Format the data below as a JSON array of strings with one string per line, and leave out any blank lines.

########################################

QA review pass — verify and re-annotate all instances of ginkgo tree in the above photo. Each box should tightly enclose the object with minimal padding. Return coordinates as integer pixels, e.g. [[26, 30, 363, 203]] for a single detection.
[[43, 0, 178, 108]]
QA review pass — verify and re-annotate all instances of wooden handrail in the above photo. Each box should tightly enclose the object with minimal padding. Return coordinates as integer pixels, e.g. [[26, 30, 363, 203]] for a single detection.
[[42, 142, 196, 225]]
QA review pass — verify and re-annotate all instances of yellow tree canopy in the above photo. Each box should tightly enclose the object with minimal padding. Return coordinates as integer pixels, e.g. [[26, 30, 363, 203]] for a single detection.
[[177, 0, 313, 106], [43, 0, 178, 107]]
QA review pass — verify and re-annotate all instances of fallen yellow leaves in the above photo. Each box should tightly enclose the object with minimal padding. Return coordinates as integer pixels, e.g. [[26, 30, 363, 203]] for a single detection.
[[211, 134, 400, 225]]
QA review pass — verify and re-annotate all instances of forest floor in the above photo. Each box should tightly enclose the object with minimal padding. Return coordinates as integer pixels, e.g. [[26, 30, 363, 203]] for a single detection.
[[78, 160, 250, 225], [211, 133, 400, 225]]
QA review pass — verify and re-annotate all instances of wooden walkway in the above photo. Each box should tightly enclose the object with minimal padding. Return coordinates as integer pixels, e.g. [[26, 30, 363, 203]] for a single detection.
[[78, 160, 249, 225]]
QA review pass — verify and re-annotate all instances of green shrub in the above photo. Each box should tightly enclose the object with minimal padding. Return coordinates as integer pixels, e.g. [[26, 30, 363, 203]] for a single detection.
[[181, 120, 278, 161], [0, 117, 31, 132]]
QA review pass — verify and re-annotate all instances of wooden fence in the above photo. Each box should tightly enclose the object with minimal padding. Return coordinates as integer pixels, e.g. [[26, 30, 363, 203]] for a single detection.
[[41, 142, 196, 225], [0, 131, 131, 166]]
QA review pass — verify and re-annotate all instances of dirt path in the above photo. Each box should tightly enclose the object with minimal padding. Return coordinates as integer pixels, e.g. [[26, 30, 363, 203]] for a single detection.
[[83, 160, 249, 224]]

########################################

**REPLY TO THE EXERCISE**:
[
  "QA review pass — verify and re-annotate all instances of ginkgo tree in the above photo. Each box should tightly enclose the object with minimal padding. Return coordinates as integer pixels, e.g. [[26, 30, 363, 203]] for a single detection.",
  "[[43, 0, 178, 108]]",
  "QA review pass — verify and re-annotate all instances of wooden handrail in the above photo. Each box should tightly enclose the object with minimal padding. Return coordinates as integer pixels, e.g. [[26, 30, 363, 203]] for a single detection.",
  "[[42, 142, 196, 225]]",
  "QA review pass — verify and re-annotate all instances of yellow tree canopy in the above photo. Each box should tightly enclose the object with minimal padding. Return coordinates as integer pixels, e.g. [[26, 30, 363, 203]] for a single detection.",
  "[[177, 0, 313, 106], [43, 0, 178, 107]]",
  "QA review pass — verify and re-annotate all instances of fallen yellow leaves in the above photo. Each box should tightly enclose the object with minimal padding. Return coordinates as integer pixels, e.g. [[26, 30, 363, 203]] for a single detection.",
  "[[211, 134, 400, 225]]",
  "QA review pass — verify and re-annotate all instances of forest floor in the above photo. Each box should tightly enclose the object with minimal padding. Return coordinates as integer pixels, e.g. [[26, 30, 363, 203]] for a single detection.",
  "[[78, 160, 250, 225], [211, 133, 400, 225]]",
  "QA review pass — verify and re-annotate all instances of wooden walkway in the above photo. Each box should tightly enclose the object with minimal padding. Return coordinates as integer pixels, e.g. [[26, 30, 363, 203]] for a single detection.",
  "[[78, 160, 249, 225]]",
  "QA review pass — verify and re-annotate all instances of green shrub in the above photo. Each box should tightly enclose the object with minimal padding. Return coordinates as integer pixels, e.g. [[26, 30, 363, 203]] for a single detection.",
  "[[181, 120, 278, 161], [0, 117, 31, 132]]",
  "QA review pass — verify and re-annotate all instances of wooden fence in the above photo. Each box should tightly enclose the object with minimal padding. Return coordinates as integer pixels, e.g. [[26, 30, 363, 203]] for a single detection.",
  "[[41, 142, 196, 225], [0, 131, 131, 166]]",
  "QA review pass — verify and re-annotate all instances of dirt path in the above photo. Each box should tightly enclose the object with minimal padding. Return coordinates as integer pixels, e.g. [[26, 30, 363, 203]] for a single detection.",
  "[[83, 160, 249, 224]]"
]